Work to be completed:
All of the entries must appear again exactly as written.

Dataset extract:
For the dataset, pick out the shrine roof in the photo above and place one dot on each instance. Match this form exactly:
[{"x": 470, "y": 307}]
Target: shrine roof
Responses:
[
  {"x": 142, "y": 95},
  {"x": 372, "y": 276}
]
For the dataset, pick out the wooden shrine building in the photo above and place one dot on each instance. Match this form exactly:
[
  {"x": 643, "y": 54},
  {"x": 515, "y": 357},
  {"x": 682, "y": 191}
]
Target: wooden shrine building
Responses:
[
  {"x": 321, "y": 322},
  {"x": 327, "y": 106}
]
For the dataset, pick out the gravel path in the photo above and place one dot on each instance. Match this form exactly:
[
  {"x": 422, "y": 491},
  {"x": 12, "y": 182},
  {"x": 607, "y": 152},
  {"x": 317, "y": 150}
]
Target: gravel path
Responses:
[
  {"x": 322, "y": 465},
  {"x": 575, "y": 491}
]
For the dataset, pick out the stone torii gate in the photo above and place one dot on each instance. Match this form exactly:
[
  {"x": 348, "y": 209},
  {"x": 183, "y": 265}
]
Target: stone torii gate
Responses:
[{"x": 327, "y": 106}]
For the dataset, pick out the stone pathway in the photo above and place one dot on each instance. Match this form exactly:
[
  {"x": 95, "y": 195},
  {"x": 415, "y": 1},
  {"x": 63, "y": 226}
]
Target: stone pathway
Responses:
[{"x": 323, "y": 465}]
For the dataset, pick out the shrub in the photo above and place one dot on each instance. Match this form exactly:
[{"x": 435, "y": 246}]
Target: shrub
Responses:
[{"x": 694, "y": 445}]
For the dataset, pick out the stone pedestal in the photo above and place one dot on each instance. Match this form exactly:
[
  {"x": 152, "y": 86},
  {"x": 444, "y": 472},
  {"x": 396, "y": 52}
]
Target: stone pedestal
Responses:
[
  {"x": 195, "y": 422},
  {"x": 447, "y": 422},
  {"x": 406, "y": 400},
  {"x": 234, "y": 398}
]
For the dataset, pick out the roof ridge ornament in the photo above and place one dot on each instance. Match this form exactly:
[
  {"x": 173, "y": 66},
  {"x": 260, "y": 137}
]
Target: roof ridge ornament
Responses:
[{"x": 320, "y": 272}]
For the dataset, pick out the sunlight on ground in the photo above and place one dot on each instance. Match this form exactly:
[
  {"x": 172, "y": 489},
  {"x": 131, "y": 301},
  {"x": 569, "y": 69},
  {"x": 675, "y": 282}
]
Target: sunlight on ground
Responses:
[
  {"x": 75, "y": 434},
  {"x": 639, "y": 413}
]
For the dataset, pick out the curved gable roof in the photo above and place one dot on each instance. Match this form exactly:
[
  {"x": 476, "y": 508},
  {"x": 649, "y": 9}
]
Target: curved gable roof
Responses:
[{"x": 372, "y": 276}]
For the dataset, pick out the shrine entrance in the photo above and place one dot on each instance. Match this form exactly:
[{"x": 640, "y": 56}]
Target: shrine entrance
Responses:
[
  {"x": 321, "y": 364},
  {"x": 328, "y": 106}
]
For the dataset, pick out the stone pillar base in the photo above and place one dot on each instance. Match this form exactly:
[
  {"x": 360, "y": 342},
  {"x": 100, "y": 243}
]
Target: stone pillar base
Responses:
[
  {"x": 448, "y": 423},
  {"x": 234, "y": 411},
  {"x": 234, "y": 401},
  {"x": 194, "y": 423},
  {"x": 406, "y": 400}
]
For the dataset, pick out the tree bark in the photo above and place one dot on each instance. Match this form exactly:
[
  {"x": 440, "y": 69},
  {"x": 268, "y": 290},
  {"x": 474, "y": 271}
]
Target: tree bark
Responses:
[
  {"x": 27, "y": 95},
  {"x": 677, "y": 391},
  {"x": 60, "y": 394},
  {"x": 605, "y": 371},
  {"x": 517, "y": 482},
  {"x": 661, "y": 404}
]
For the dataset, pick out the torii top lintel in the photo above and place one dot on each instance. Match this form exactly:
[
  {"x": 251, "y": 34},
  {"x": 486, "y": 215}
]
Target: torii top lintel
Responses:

Worked solution:
For the dataset, pick out the shrine roof in the photo above and place one dot on each instance. Match this form exactly:
[{"x": 470, "y": 307}]
Target: shrine roof
Responses:
[
  {"x": 142, "y": 95},
  {"x": 372, "y": 276}
]
For the dataset, pick out the wooden shrine building in the photo above and place one dot on each instance. Match this form exactly:
[
  {"x": 643, "y": 54},
  {"x": 515, "y": 357},
  {"x": 682, "y": 191}
]
Target: wooden shrine building
Responses:
[
  {"x": 321, "y": 322},
  {"x": 327, "y": 106}
]
For the dataset, pick out the gravel path in the photo above and place one dot on each instance. Match this form exactly:
[
  {"x": 422, "y": 491},
  {"x": 12, "y": 182},
  {"x": 607, "y": 152},
  {"x": 317, "y": 150}
]
Target: gravel path
Responses:
[
  {"x": 322, "y": 465},
  {"x": 575, "y": 491}
]
For the dataset, pick out the stone torii gate in the photo above and place one dot on each instance. Match this form exactly:
[
  {"x": 348, "y": 209},
  {"x": 183, "y": 265}
]
Target: stone torii gate
Responses:
[{"x": 327, "y": 106}]
For the dataset, pick out the stone pathway in the photo above and place one dot on each instance. Match this form exactly:
[
  {"x": 95, "y": 195},
  {"x": 415, "y": 1},
  {"x": 63, "y": 226}
]
Target: stone pathway
Responses:
[{"x": 323, "y": 465}]
For the dataset, pick out the shrub in the photo above and place one dot on each instance. Match this form exactly:
[{"x": 435, "y": 246}]
Target: shrub
Responses:
[{"x": 694, "y": 445}]
For the dataset, pick out the stone pedestal in the photo above and place one dot on each instance. Match this form exactly:
[
  {"x": 152, "y": 86},
  {"x": 444, "y": 472},
  {"x": 396, "y": 52}
]
Target: stone pedestal
Responses:
[
  {"x": 195, "y": 422},
  {"x": 447, "y": 422},
  {"x": 406, "y": 400},
  {"x": 234, "y": 398}
]
For the dataset, pick out the roof ridge ornament in the photo above and place one dot on each instance. Match this form exactly:
[
  {"x": 173, "y": 66},
  {"x": 260, "y": 137}
]
Target: roof ridge ornament
Responses:
[{"x": 320, "y": 272}]
For the dataset, pick out the sunlight on ground in the photo above and place one dot on each instance. Match this form exactly:
[
  {"x": 172, "y": 489},
  {"x": 131, "y": 301},
  {"x": 569, "y": 69},
  {"x": 675, "y": 282}
]
Target: sunlight on ground
Responses:
[
  {"x": 75, "y": 434},
  {"x": 639, "y": 413}
]
For the dataset, pick out the curved gable roof in the photo above and place one dot on each instance. Match this form exactly:
[
  {"x": 476, "y": 508},
  {"x": 649, "y": 9}
]
Target: curved gable roof
Responses:
[{"x": 372, "y": 276}]
For the dataset, pick out the shrine entrance in the photo above and place one dot on each instance. Match this form exactly:
[{"x": 640, "y": 56}]
Target: shrine entrance
Responses:
[
  {"x": 321, "y": 364},
  {"x": 328, "y": 106}
]
For the dataset, pick out the stone pillar base in the photo above and place one dot on each instance. Match this form exactly:
[
  {"x": 360, "y": 342},
  {"x": 100, "y": 243}
]
Target: stone pillar base
Responses:
[
  {"x": 448, "y": 423},
  {"x": 234, "y": 411},
  {"x": 234, "y": 401},
  {"x": 194, "y": 423},
  {"x": 406, "y": 400}
]
For the dataset, pick out the tree bark in the photo above and place one dot on each instance. Match this form exactly:
[
  {"x": 440, "y": 69},
  {"x": 268, "y": 290},
  {"x": 474, "y": 271}
]
Target: tree bark
Responses:
[
  {"x": 27, "y": 95},
  {"x": 677, "y": 391},
  {"x": 60, "y": 394},
  {"x": 605, "y": 371},
  {"x": 517, "y": 482},
  {"x": 661, "y": 404}
]
For the dataset, pick out the torii top lintel in the photo above and place one dot on each instance. Match this form exactly:
[
  {"x": 251, "y": 34},
  {"x": 486, "y": 215}
]
Target: torii top lintel
Responses:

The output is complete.